→ TEKS PILIHAN
+ + + + +

Dari Peristiwa Ke Tulisan

Menjadi penulis bukanlah cita-cita populer sebelum era milenium ketiga. Apalagi penulis fiksi (pengarang). Bagaimana masa depannya nanti jika hanya mengandalkan hidup dari honorarium menulis? Tapi, pasca reformasi dan memasuki era globalisasi, paradigma itu berubah. Ternyata profesi penulis (naskah radio, wartawan koran, iklan, televisi, dan pengarang) menjadi cita-cita yang populer. Bahkan cenderung mudah; tanpa perlu modal uang sogokan seperti kita mendaftar jadi calon pegawai negeri, misalnya. Atau jadi anggota dewan yang terhormat. 


***
PERISTIWA
Menjadi penulis novel, cerpen, atau cerbung (kita sebut seterusnya pengarang) tidak bisa sekaligus jadi. Tapi membutuhkan latihan dan usaha keras yang terus menerus. Berkesinambungan. Tak kenal menyerah. Juga harus dibarengi dengan membaca. Ya, membaca dan menulis adalah ibarat saudara kembar. Seperti rel kereta api. Untuk menjadi pandai menulis, kita harus membiasakan diri membaca. Dengan membaca, kita akan mempunyai wawasan saat menuangkan gagasan dalam bentuk tulisan.
Menulis, membaca, menulis, dan membaca. Dua hal ini pun kurang komplit jika kita tidak mempersunting “peristiwa” untuk memperkaya tulisan kita. Jika kita akan menulis sebuah novel, tentu harus tersedia “bahan baku” yang bisa bertahan lama dan bernapas panjang. Harus ada extra energi.

Dari mana peristiwa itu bisa kita dapat?
Setiap hari, kita pasti melihat (tidak hanya satu) peristiwa. Ada peristiwa angkutan Kopas yang seenak udel berhenti dan menurunkan muatan. Ada peristiwa teman kita yang terkena narkoba. Peristiwa anggota dewan terhormat kita yang diisukan nerima suap, dan sebagainya…. 

Tapi peristiwa itu lewat begitu saja di depan kita. Kita tidak menemukan apa-apa di balik peristiwa itu. Kenapa? Karena kita tidak memaksimalkan panca indra kita, sehingga peristiwa itu hanya suatu kejadian biasa, sama seperti yang sudah-sudah. Padahal, dari peristiwa iut, kita bisa mndapatkan bahan-bahan untuk tulisan fiksi yang akan kita buat.

Bagaimana bisa?
Itu akan berbeda jika kita memaksimalkan panca indra yang kita miliki. “Melihat peristiwa” dan “menemukan peristiwa” menjadi lain dan berbeda. Tentang peristiwa ‘teman kita yang kena narkoba”, misalnya. Peristiwa itu akan jadi “bahan baku” yang bisa bernapas panjang untuk novel yang akan kita tulis.

+ + + + +

→ ITEM YANG DITAMPILKAN
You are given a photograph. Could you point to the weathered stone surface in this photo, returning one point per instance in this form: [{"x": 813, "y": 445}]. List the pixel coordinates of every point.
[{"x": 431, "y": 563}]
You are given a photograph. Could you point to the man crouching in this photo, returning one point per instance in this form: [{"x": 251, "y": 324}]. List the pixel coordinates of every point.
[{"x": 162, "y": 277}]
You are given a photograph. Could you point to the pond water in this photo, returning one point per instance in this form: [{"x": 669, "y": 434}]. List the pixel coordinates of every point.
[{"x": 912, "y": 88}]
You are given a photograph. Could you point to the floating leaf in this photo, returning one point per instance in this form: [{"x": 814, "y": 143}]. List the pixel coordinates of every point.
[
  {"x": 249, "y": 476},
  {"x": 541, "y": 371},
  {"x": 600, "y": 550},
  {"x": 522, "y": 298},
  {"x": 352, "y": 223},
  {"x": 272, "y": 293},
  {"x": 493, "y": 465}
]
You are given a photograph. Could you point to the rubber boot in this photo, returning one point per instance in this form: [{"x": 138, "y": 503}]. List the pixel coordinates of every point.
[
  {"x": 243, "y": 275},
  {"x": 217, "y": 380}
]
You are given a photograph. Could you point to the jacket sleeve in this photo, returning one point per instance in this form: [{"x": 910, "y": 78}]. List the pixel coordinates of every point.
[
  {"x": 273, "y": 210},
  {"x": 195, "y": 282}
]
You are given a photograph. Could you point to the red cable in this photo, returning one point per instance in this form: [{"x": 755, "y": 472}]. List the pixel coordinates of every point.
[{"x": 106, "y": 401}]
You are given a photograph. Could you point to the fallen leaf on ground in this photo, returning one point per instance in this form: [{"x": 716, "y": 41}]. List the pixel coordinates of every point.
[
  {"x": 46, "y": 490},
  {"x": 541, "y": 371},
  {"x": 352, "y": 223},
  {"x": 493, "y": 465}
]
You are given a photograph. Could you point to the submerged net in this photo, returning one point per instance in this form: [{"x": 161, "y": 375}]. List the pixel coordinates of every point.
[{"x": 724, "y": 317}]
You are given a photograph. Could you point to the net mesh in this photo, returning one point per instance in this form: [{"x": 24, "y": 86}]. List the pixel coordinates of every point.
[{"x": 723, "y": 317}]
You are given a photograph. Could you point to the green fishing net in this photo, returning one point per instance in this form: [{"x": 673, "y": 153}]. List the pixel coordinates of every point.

+ + + + +

→ PETUNJUK A
Terjemahkan kalimat "Untuk menjadi pandai menulis, kita harus membiasakan diri membaca." dari teks pilihan ke dalam bahasa Inggris.
→ PETUNJUK B
Teruskan teks pilihan tentang peristiwa sebagai bahan tulisan fiksi, mulai setelah kalimat terakhirnya.

→ JAWABAN YANG DIHARAPKAN A
To become good at writing, we must make a habit of reading.

→ JAWABAN YANG DIHARAPKAN B
Apa iya, begitu?
Bagaimana caranya?
Gampang apa susah?

WAWANCARA
Kaidah dalam jurnalistik; 5W+1H adalah formula yang baik untuk para calon pengarang fiksi, ketika hendak memulai suatu pekerjaan besar dalam menulis novel atau cerpen. Kalau kita sudah pernah mencoba menulis ulang sebuah preistiwa ke dalam bentuk “hardnews” atau “strightnews”, tentu akan lebih mudah. Misalnya, tentang “teman kita yang kena narkoba”. Dengan 5W+1H, itu langkah awal yang efektif. Kita tinggal mengembangkannya saja. Kita lihat bentuk “hardnews”nya:
Amir (bukan nama sebenarnya),mahasiswa perguruan negeri di Serang, kepergok sedang nyabu dengan bong – alat suntikan, Jum’at kemarin, di kamar hotel X. Amir membantah, bahwa putau sebanyak 1 gram itu akan diedarkan di antara teman-temannya. “Saya pemakai, Pak,” kata Amir pada polisi yang memeriksanya. Barang bukti putau dan alat suntikan kini disita polisi. Amir diperkirakan akan dijerat dengan pasal “NAZAP” dan terancam kurungan 15 tahun penjara……….
Dari laporan wartawan koran di atas, itu sebetulnya bisa kita manfaatkan untuk “bahan baku” penulisan novel dan cerpen. Tapi, kita tidak boleh berpangku tangan. Dengan 5W+1H tadi, kita tinggal melakukan wawancara dengan si korban atau pihak kepolisian. Kita harus mengkorek, kenapa Amir nyabu? Kenapa mesti di hotel? Anak siapa dia? Kalau anak kelas menengah bawah, pasti tidak akan mampu membeli putau dan menyewa kamar di hotel! Pasti dia anak orang kaya! Dan sebagainya….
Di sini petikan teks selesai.